* Work to complete
**a.** According to the passage on the Studio Museum exhibition, which three artists make up the 2023–24 residency cohort?
**b.** Carry on the passage about the 'Pass Carry Hold' exhibition, picking up after its final sentence.

* Source passage
LEFT TO RIGHT: Artists in residence Malcolm Peacock, Zoë Pulley, and sonia louise davis. Photo: Courtney Sofiah Yates

The Studio Museum in Harlem will present ‘Pass Carry Hold: Studio Museum Artists in Residence 2023–24’, the latest edition of its annual Artist-in-Residence exhibition, from September 26, 2024, through February 10, 2025, at MoMA PS1. Featuring new work by artists sonia louise davis, Malcolm Peacock, and Zoë Pulley, the 2023–24 cohort of the Studio Museum’s foundational residency program, this exhibition is the sixth presentation as part of a multiyear collaboration between the Studio Museum in Harlem, The Museum of Modern Art, and MoMA PS1.

Exploring cycles of transition and transfer, the artists in ‘Pass Carry Hold’ reference how ancestral and intuitive knowledge are activated through that which is passed on, carried forward, and held onto. With practices spanning sound, textile, and installation, davis, Peacock, and Pulley engage sensorial modes of making. Here, materials serve as both symbol and method. Family photographs, hand-braided hair, and soundscapes call attention to daily practices of caring for others through record-keeping and storytelling traditions. As much about process as finished objects, the works on view reveal the traces of their becoming. Through methods of sewing, embroidery, braiding, and tufting, the artists query how forms of quotidian labor, which often function to fulfil basic needs, can also serve as acts of care and creative expression. In ‘Pass Carry Hold’, these artists pose that time itself is a material; its mark on the work, however undefined, is an invitation to slow down, bear witness, and stay a while.

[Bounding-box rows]
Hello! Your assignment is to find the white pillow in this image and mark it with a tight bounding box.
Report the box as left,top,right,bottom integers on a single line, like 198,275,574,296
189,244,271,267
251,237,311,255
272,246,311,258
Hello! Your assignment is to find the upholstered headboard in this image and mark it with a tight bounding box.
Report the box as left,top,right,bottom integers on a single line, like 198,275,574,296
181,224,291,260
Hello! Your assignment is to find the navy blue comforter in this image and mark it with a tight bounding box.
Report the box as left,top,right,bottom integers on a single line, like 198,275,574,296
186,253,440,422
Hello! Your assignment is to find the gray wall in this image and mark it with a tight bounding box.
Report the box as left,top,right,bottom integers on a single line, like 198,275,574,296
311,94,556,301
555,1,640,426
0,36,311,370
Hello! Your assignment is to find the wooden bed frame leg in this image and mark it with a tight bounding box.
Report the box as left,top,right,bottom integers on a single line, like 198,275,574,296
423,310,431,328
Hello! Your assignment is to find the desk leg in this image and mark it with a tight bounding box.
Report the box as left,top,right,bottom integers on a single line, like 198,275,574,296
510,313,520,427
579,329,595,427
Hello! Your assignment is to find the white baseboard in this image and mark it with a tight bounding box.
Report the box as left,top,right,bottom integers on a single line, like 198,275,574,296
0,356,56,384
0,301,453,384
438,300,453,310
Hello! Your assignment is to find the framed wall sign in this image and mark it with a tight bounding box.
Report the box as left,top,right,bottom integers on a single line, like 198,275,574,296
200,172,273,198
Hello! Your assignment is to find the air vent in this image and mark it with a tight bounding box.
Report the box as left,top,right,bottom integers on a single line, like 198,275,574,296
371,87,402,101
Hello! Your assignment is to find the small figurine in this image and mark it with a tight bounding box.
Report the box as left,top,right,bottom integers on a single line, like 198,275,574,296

* Answers below
**a.** sonia louise davis, Malcolm Peacock, and Zoë Pulley.

**b.**
Thelma Golden, Director and Chief Curator of the Studio Museum in Harlem, said, “It has been a joy to witness this year’s artists in residence, sonia louise davis, Malcolm Peacock, and Zoë Pulley, as they have evolved their practices over the past year. Each artwork in ‘Pass Carry Hold’ serves as a testament to the profound ways Black material culture informs and preserves a collective memory. My deep appreciation goes to MoMA PS1, our institutional partner over the last few years, whose continued collaboration makes this exhibition possible.”

Committed to radical softness, sonia louise davis uses visual art, writing, and musical performance to channel wonder, experimentation, and play. With a background in jazz performance, davis employs improvisational approaches in her use of vibrant colours, organic gestures, and musical interventions, all of which participate in a longstanding tradition of Black feminist abstraction. At MoMA PS1, davis presents an immersive audio work, wall painting, and five textile-based works that she terms “soft paintings,” in which tufted curls, dots, rings, and other shapes emerge from and dance across the canvases. Exhibiting her textiles on free-standing supports, davis crafts pathways through the gallery that weave audiences in and out of abstract colour- and soundscapes.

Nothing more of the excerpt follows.